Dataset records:
<<<<

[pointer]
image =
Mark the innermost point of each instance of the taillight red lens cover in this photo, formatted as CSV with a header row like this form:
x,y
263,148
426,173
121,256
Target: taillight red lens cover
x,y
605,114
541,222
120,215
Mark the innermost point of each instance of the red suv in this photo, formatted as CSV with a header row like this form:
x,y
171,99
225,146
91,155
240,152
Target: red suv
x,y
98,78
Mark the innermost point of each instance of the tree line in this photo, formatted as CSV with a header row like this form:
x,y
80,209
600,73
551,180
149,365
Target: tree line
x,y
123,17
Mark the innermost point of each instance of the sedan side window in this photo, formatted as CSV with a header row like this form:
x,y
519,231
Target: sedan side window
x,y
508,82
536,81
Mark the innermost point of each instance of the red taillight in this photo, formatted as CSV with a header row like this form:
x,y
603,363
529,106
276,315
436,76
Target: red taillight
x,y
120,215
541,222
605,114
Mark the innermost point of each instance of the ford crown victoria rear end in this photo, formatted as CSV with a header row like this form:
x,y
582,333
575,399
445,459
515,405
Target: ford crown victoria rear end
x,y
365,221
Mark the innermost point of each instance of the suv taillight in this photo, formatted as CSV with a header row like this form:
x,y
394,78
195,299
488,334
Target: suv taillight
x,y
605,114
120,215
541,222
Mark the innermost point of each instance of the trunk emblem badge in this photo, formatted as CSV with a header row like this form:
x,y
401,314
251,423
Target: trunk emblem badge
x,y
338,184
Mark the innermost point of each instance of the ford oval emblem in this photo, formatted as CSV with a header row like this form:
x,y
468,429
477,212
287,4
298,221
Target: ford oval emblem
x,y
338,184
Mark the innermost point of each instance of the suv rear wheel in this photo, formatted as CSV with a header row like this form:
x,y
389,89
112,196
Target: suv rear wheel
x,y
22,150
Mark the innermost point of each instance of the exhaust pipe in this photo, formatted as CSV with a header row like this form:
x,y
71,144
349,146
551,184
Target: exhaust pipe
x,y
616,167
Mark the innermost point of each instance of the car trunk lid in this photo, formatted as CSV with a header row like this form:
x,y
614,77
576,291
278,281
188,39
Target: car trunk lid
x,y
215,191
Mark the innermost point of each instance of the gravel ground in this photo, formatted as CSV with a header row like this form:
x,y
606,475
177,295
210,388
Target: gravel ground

>>>>

Directions for this task: Once more, write out all the data above exactly as given.

Your solution:
[pointer]
image =
Mark the innermost point of each instance of the taillight red lens cover in this photo, formatted as CSV with a header row like this form:
x,y
263,148
426,173
121,256
Target: taillight red lens cover
x,y
605,114
541,222
120,215
Mark the innermost point of each instance of the red suv in this photo, formatted as CSV with a header row like this form:
x,y
171,99
225,146
91,155
240,152
Target: red suv
x,y
98,78
Mark the innermost point of each instance of the tree line in this photo, formatted as CSV with a header row like this form:
x,y
80,209
600,73
551,180
149,365
Target: tree line
x,y
123,17
Mark the innermost point of each instance of the sedan side window in this photo, formatted as CSV with a header row like this form:
x,y
519,231
Target: sedan side window
x,y
508,82
536,81
Mark the innermost point of each instance of the red taillight in this photo, formatted as CSV with a header row like this form:
x,y
603,363
529,106
276,315
436,76
Target: red taillight
x,y
120,215
541,222
605,114
Mark the innermost point of each instance of the ford crown victoria rear end in this photo, formatted as CSV with a header row like this form:
x,y
582,333
575,399
445,459
515,405
Target: ford crown victoria rear end
x,y
365,221
Mark the innermost point of each instance of the suv taillight in this photo, formatted as CSV with a header row like this form:
x,y
394,78
195,299
488,334
Target: suv taillight
x,y
605,114
120,215
541,222
Mark the innermost point of each instance of the trunk emblem badge in this photo, formatted as CSV with a header row like this form:
x,y
401,314
251,423
Target: trunk emblem badge
x,y
338,184
Mark the innermost point of each instance of the ford oval emblem in this photo, formatted as CSV with a header row like this form:
x,y
468,429
477,212
287,4
298,221
Target: ford oval emblem
x,y
338,184
Mark the innermost point of each instance of the suv rear wheel in this photo, formatted as CSV with a header row like this form:
x,y
389,89
112,196
Target: suv rear wheel
x,y
22,150
Mark the innermost point of each instance of the exhaust pipe in this photo, formatted as CSV with a header row like this form:
x,y
71,144
349,146
551,184
Target: exhaust pipe
x,y
616,167
Mark the innermost point of each instance of the car trunk lid in this photo, formatted as CSV with a header row like this form:
x,y
614,77
576,291
278,281
188,39
Target: car trunk lid
x,y
215,191
Mark the innermost point of each instance of the gravel ground in this photo, formatted as CSV with a header row like this form:
x,y
606,475
177,295
210,388
Target: gravel ground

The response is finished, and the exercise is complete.